- Short exercise
Extract, unchanged, every line of the records below that contains the word "orange".

- Data for this exercise
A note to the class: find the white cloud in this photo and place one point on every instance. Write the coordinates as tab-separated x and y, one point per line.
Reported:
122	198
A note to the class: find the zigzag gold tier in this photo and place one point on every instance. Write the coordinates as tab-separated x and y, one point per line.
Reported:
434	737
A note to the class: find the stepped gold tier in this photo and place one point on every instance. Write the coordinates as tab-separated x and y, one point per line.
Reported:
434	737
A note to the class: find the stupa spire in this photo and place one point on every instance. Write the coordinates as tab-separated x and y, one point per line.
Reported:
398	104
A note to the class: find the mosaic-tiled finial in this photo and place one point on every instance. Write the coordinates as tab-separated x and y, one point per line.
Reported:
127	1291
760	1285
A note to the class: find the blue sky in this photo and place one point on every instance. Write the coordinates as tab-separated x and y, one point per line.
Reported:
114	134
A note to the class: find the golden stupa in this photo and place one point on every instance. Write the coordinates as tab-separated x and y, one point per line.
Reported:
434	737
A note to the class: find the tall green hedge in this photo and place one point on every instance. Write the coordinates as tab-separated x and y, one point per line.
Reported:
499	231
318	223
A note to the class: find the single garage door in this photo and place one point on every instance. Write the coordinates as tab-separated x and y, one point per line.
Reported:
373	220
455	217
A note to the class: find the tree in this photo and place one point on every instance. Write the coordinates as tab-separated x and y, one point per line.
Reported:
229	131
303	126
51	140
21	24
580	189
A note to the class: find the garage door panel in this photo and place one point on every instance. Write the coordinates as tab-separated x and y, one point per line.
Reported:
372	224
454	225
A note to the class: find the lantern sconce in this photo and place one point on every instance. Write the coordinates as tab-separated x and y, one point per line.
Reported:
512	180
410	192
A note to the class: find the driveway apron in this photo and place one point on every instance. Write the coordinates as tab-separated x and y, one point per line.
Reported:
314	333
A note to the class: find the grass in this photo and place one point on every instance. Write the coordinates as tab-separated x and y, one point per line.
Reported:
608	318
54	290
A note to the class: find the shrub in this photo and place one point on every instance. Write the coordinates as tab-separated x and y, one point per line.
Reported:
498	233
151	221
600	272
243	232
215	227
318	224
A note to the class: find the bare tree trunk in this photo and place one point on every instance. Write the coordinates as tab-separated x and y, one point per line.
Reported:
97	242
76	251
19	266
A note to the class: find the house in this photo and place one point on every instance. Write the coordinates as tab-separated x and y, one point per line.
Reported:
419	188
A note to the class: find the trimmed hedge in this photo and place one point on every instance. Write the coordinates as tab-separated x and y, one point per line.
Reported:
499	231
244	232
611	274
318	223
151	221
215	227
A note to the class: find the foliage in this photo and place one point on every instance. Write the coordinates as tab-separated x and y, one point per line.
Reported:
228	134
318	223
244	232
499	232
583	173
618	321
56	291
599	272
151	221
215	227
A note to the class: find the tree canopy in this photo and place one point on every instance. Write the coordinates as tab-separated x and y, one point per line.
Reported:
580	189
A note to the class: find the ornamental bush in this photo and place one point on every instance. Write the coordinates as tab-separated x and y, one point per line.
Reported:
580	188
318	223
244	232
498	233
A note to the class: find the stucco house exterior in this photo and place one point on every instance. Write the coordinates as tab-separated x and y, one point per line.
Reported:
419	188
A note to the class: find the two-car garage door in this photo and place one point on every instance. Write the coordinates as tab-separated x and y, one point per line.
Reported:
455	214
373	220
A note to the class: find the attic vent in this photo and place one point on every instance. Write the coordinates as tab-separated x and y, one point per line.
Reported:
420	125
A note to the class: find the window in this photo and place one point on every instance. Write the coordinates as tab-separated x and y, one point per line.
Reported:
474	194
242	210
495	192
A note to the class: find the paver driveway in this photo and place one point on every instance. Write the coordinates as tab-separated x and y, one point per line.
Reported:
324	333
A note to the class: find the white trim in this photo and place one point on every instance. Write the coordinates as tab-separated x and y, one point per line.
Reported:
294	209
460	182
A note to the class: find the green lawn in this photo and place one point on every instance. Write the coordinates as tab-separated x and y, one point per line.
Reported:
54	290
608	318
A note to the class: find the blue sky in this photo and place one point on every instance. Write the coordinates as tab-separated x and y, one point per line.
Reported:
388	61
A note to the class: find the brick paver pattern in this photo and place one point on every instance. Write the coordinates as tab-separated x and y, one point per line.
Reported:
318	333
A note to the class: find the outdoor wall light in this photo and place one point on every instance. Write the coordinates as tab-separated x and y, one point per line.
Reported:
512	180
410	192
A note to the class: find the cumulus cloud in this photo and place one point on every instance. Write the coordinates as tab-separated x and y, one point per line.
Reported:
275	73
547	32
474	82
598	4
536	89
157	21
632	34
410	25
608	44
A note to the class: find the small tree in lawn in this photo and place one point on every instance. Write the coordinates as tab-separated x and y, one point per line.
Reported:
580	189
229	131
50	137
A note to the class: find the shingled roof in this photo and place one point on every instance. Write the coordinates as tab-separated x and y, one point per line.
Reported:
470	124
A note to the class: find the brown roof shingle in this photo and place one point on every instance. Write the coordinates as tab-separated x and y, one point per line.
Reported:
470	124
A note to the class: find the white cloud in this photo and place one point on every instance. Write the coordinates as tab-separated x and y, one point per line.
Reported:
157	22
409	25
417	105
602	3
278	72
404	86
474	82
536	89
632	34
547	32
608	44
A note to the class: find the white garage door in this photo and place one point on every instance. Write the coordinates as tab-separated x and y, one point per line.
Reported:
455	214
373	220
* * *
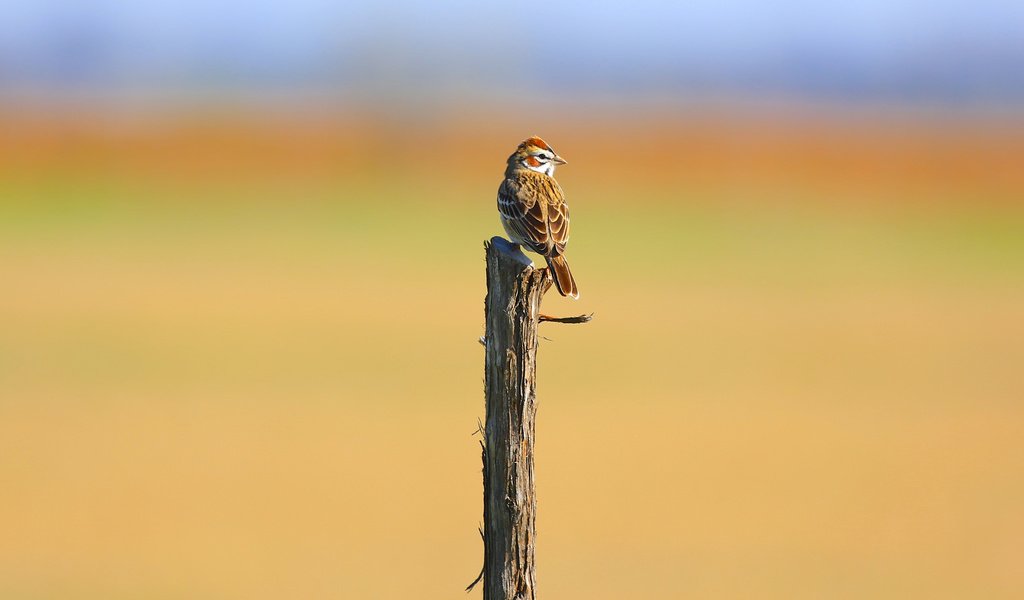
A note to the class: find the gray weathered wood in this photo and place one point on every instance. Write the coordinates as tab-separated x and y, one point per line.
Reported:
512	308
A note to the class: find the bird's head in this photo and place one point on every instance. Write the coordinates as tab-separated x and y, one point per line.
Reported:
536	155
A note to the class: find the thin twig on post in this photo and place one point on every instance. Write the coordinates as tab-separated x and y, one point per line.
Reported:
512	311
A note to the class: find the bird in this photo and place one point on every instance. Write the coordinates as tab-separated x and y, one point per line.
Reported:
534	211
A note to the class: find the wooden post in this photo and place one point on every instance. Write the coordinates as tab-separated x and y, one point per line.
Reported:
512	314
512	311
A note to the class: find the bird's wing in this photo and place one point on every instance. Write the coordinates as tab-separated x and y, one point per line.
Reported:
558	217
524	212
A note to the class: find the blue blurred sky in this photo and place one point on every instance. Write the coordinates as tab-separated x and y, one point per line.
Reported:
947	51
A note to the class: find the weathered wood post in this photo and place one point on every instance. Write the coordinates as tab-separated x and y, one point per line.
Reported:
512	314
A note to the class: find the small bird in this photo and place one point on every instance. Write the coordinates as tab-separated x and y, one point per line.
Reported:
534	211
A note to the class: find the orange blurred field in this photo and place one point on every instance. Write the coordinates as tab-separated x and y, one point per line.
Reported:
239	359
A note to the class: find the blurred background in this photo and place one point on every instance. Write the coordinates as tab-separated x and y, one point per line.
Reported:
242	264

- Task result
A note to the class: find the orange blurred field in this photo and place one point on every instance. Write the coordinates as tab-separated x and y, one point per line.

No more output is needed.